Segmentation labeling records:
⁂
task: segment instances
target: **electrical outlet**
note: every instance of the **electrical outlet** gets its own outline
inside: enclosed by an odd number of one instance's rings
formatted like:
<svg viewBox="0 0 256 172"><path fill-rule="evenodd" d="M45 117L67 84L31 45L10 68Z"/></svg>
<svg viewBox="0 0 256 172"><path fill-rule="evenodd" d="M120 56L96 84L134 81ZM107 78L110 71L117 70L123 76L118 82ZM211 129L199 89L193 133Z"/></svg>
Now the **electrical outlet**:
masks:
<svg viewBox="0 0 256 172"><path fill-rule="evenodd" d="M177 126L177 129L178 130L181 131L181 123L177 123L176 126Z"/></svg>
⁂
What you should do
Could you arrange these records as a two-column CSV with the columns "request" and "answer", one row per record, putting each record's text and its answer in a single quoted field with line breaks replaced by spaces?

Task result
request,answer
"task: segment instances target: **electrical outlet** note: every instance of the **electrical outlet** gets its own outline inside: enclosed by an odd number of one instance's rings formatted like: <svg viewBox=""0 0 256 172""><path fill-rule=""evenodd"" d=""M45 117L67 84L31 45L10 68Z""/></svg> <svg viewBox=""0 0 256 172""><path fill-rule=""evenodd"" d=""M120 56L96 84L134 81ZM107 78L110 71L117 70L123 76L118 82ZM211 129L199 89L193 133Z""/></svg> Now the **electrical outlet**: masks:","<svg viewBox=""0 0 256 172""><path fill-rule=""evenodd"" d=""M177 126L177 129L178 130L181 131L181 123L177 123L176 126Z""/></svg>"